TASK INPUT

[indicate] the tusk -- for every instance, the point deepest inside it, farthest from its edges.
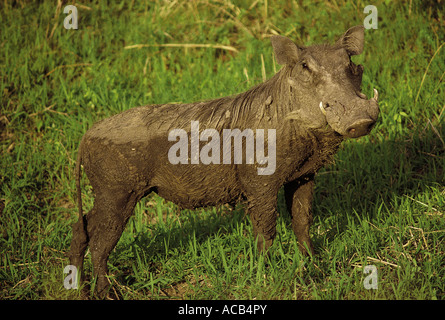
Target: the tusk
(376, 95)
(323, 110)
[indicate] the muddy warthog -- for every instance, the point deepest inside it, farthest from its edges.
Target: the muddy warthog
(311, 105)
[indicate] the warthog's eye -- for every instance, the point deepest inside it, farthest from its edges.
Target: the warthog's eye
(353, 69)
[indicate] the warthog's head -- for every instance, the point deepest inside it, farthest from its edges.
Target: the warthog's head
(325, 84)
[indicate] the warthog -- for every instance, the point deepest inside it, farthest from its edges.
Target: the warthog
(311, 105)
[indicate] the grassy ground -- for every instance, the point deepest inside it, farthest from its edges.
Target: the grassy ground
(382, 203)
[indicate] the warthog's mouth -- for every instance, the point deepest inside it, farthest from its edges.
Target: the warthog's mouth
(355, 122)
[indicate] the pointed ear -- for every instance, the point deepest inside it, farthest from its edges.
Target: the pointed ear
(286, 52)
(353, 40)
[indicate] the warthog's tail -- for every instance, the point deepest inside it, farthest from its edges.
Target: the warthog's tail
(80, 239)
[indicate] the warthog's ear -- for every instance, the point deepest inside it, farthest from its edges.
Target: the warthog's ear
(286, 52)
(353, 40)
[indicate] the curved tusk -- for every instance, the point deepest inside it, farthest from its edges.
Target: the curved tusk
(376, 95)
(323, 110)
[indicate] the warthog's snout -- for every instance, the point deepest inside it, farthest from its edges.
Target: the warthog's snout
(362, 127)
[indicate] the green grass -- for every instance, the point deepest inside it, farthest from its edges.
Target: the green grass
(381, 203)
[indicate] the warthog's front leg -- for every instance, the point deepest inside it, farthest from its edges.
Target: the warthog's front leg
(263, 214)
(299, 195)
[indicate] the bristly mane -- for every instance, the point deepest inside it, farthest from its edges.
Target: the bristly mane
(263, 102)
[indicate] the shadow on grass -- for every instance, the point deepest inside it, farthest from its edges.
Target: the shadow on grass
(374, 178)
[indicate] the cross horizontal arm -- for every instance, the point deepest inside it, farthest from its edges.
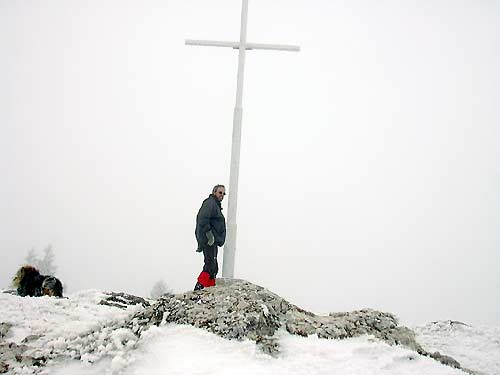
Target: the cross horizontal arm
(236, 45)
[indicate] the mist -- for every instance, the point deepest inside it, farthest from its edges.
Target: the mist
(369, 164)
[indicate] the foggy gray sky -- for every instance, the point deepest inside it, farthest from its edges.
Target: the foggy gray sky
(369, 165)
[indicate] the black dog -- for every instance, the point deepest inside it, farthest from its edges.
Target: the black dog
(29, 282)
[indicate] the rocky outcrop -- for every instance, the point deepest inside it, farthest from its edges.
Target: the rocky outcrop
(122, 300)
(238, 309)
(234, 310)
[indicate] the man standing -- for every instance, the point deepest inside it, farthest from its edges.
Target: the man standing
(210, 233)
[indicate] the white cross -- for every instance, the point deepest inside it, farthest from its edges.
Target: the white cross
(242, 46)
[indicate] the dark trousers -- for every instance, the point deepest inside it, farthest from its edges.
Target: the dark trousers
(210, 258)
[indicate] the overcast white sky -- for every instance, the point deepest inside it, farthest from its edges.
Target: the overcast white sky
(369, 165)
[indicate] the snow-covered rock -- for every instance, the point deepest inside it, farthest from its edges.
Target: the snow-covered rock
(111, 332)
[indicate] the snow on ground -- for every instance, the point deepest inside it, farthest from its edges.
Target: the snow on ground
(476, 348)
(66, 324)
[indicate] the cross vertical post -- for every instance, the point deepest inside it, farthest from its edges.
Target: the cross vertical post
(242, 46)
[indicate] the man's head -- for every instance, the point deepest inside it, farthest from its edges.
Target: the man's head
(219, 191)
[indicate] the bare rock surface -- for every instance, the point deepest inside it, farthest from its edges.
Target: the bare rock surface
(238, 309)
(234, 309)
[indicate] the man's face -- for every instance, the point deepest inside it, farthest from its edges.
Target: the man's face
(219, 193)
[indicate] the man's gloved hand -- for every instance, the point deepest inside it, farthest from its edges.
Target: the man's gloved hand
(211, 238)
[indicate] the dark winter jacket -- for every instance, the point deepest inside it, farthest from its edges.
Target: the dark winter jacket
(210, 217)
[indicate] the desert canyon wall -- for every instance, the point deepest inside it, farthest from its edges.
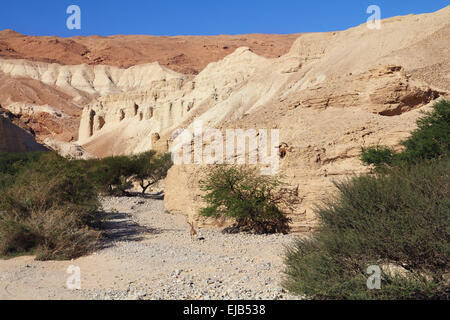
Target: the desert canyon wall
(329, 95)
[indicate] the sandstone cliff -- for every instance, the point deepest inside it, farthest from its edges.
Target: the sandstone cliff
(330, 95)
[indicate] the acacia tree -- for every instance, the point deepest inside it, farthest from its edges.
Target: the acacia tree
(149, 168)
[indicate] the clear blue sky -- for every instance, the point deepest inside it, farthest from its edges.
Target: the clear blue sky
(199, 17)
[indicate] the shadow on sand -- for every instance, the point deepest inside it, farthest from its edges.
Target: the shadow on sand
(118, 227)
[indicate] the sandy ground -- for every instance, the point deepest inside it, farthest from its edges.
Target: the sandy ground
(150, 255)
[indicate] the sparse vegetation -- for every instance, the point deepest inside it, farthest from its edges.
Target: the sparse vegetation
(49, 208)
(397, 219)
(151, 168)
(251, 199)
(431, 140)
(115, 175)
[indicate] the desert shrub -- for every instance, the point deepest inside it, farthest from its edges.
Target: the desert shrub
(49, 208)
(151, 168)
(399, 218)
(114, 175)
(431, 140)
(251, 199)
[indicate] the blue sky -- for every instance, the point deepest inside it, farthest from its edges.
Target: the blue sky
(199, 17)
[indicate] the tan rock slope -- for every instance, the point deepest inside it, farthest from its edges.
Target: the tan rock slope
(330, 95)
(48, 80)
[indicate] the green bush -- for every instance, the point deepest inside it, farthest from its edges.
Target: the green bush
(431, 140)
(251, 199)
(400, 218)
(111, 175)
(49, 208)
(151, 168)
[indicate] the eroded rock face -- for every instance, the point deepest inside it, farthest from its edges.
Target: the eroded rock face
(329, 96)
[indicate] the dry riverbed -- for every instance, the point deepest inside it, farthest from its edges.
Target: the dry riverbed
(150, 255)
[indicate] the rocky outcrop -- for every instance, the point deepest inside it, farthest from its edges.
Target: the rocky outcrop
(329, 96)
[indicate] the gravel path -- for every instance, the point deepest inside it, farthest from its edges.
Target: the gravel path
(149, 254)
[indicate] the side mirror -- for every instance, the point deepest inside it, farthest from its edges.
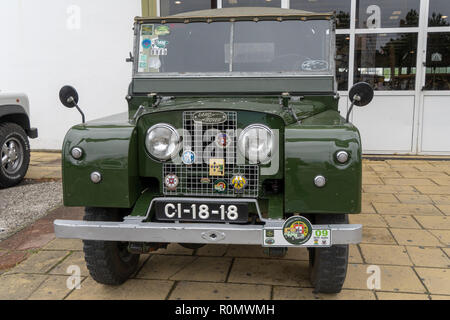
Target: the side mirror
(69, 98)
(361, 94)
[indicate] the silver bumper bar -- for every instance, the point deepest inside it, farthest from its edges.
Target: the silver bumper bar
(134, 230)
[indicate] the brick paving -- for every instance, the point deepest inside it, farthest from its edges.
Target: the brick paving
(406, 219)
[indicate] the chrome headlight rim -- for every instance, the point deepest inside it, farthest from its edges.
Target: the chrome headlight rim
(173, 131)
(271, 136)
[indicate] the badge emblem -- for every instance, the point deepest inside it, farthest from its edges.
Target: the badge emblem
(239, 182)
(220, 186)
(297, 230)
(188, 157)
(223, 140)
(216, 167)
(171, 181)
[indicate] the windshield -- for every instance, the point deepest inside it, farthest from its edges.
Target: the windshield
(265, 46)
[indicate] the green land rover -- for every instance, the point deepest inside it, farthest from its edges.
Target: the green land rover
(232, 136)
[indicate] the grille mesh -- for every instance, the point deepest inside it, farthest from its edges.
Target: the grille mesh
(192, 177)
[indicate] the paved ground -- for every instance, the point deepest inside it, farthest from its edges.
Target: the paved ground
(406, 218)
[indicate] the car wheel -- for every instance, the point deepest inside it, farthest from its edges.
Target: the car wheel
(328, 266)
(108, 262)
(14, 154)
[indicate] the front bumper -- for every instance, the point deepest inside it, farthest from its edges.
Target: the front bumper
(134, 230)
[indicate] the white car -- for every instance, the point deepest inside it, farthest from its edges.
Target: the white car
(15, 130)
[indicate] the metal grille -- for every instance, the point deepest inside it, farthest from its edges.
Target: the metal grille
(193, 179)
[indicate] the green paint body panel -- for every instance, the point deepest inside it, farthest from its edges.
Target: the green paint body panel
(310, 150)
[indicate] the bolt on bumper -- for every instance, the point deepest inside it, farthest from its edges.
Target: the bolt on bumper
(134, 230)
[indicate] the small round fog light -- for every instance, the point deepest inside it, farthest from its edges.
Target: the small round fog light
(342, 156)
(76, 153)
(320, 181)
(96, 177)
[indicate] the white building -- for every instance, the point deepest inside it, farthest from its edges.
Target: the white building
(401, 47)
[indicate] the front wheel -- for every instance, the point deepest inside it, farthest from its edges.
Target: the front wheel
(14, 154)
(328, 266)
(108, 262)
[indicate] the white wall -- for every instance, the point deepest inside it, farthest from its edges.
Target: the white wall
(43, 47)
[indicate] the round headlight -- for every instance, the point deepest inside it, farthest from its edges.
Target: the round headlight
(256, 142)
(162, 141)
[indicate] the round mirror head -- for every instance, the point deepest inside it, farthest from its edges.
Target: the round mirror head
(361, 94)
(68, 96)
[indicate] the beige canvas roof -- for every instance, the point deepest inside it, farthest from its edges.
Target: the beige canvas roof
(241, 13)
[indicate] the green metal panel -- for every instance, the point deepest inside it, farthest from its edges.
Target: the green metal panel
(110, 148)
(310, 150)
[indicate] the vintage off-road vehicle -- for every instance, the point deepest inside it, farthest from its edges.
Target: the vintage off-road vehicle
(15, 129)
(232, 136)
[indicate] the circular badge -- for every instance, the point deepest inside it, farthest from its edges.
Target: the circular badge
(171, 181)
(297, 230)
(146, 43)
(223, 140)
(220, 186)
(188, 157)
(239, 183)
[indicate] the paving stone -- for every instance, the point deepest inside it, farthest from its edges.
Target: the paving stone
(379, 197)
(40, 262)
(444, 208)
(270, 272)
(53, 288)
(185, 290)
(408, 182)
(428, 257)
(414, 198)
(65, 244)
(393, 278)
(174, 248)
(404, 208)
(19, 286)
(403, 222)
(436, 280)
(291, 293)
(133, 289)
(443, 190)
(442, 235)
(401, 296)
(385, 254)
(205, 269)
(434, 222)
(367, 220)
(213, 250)
(377, 236)
(354, 256)
(413, 237)
(164, 266)
(75, 259)
(389, 189)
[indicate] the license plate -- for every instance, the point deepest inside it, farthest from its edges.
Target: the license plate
(201, 211)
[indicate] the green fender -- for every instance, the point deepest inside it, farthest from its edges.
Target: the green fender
(110, 147)
(310, 149)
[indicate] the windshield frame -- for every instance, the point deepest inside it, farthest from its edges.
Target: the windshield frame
(233, 74)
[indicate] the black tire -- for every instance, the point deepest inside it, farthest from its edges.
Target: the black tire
(328, 266)
(13, 173)
(108, 262)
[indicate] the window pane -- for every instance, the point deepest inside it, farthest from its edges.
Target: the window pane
(438, 62)
(387, 13)
(386, 61)
(342, 54)
(170, 7)
(341, 7)
(439, 13)
(251, 3)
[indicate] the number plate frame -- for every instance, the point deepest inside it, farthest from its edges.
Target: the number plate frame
(214, 209)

TASK ITEM
In the listing above, find the line with "[indicate] the sandy" and the line with "[indicate] the sparse", then reproduce both and every line between them exactly.

TASK RESULT
[indicate] the sandy ground -- for every instance, the point deepest inside it, farthest from its edges.
Target: the sandy ground
(150, 255)
[indicate] the sparse vegetation -- for every instance, the point deepest inside it, farthest from its edges.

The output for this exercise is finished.